[BEGIN RECORD EXTRACTS]
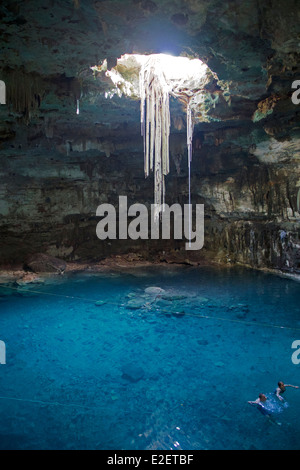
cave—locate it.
[0,0,300,454]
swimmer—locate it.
[248,393,281,426]
[248,393,267,405]
[275,382,299,401]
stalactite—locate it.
[186,98,194,246]
[6,71,44,122]
[140,56,171,220]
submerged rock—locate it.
[161,292,186,302]
[145,287,165,295]
[122,364,145,383]
[95,300,107,307]
[126,299,145,310]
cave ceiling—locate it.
[0,0,300,156]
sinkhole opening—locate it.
[92,54,218,239]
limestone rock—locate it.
[25,253,67,274]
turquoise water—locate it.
[0,268,300,450]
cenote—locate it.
[0,267,300,450]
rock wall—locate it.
[0,0,300,273]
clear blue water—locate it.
[0,268,300,450]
[END RECORD EXTRACTS]
● **SHORT PROBLEM**
Recast every line of the data above as a Markdown table with a "No." column numbering the lines in order and an "Entry" column holding each line, and omit any blank lines. Leave the picture out of the table.

● **EXERCISE OUTPUT**
| No. | Entry |
|---|---|
| 1 | cave—locate it. |
| 2 | [0,0,300,454] |
| 3 | swimmer—locate it. |
| 4 | [248,393,281,426] |
| 5 | [248,393,267,405] |
| 6 | [275,382,299,401] |
| 7 | stalactite—locate it. |
| 8 | [186,98,194,246] |
| 9 | [6,71,44,122] |
| 10 | [140,56,171,220] |
| 11 | submerged rock—locate it. |
| 12 | [161,292,186,302] |
| 13 | [145,287,165,295] |
| 14 | [122,364,145,383] |
| 15 | [95,300,107,307] |
| 16 | [126,299,145,310] |
| 17 | cave ceiling—locate it. |
| 18 | [0,0,300,156] |
| 19 | sinkhole opening—locate it. |
| 20 | [92,54,218,239] |
| 21 | limestone rock—locate it. |
| 22 | [25,253,67,274] |
| 23 | turquoise water—locate it. |
| 24 | [0,268,300,450] |
| 25 | cenote—locate it. |
| 26 | [0,267,300,450] |
| 27 | rock wall—locate it. |
| 28 | [0,0,300,273] |
| 29 | clear blue water—locate it. |
| 30 | [0,268,300,450] |